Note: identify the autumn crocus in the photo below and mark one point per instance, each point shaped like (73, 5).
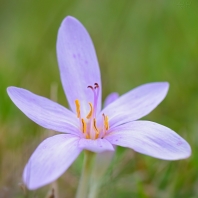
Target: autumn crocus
(85, 126)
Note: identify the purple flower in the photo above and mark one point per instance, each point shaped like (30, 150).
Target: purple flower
(86, 126)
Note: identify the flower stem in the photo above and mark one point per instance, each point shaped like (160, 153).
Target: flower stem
(83, 186)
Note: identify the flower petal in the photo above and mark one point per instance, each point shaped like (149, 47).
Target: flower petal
(102, 163)
(111, 98)
(43, 111)
(97, 146)
(50, 160)
(77, 63)
(136, 103)
(151, 139)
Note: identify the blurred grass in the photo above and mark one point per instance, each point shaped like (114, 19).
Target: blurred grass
(136, 42)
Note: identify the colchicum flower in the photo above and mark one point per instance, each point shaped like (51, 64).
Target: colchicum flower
(85, 126)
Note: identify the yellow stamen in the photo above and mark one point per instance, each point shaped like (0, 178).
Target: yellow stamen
(77, 102)
(91, 111)
(84, 126)
(106, 122)
(95, 127)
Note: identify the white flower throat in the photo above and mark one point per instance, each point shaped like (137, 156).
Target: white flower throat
(88, 125)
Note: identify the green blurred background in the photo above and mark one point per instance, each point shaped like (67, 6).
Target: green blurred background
(137, 41)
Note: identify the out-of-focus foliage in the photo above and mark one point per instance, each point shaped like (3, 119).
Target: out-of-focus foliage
(137, 41)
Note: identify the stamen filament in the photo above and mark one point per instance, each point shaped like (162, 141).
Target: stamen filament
(106, 121)
(95, 127)
(77, 102)
(84, 126)
(91, 111)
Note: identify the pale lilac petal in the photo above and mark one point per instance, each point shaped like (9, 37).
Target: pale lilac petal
(97, 146)
(151, 139)
(111, 98)
(136, 103)
(50, 160)
(77, 63)
(102, 163)
(43, 111)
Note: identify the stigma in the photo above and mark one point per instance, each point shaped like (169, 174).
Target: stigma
(88, 124)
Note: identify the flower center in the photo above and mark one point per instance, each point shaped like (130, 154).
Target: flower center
(88, 125)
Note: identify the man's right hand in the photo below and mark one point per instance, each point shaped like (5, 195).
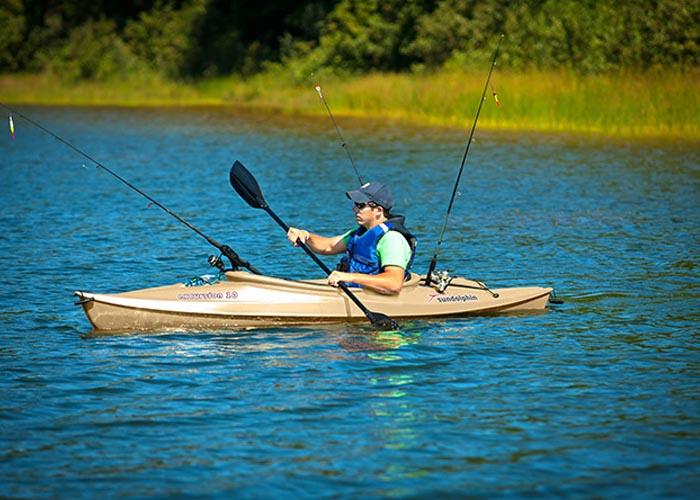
※ ※ ※
**Problem requirements**
The expected answer is every line in the data above that carries the string "below".

**Task result**
Note: identify the autumn crocus in the photo below and mark one point per instance, each point shaped like (73, 5).
Note: identify the man's right hand in the photo below and mark one point per instance, each point shaped like (5, 195).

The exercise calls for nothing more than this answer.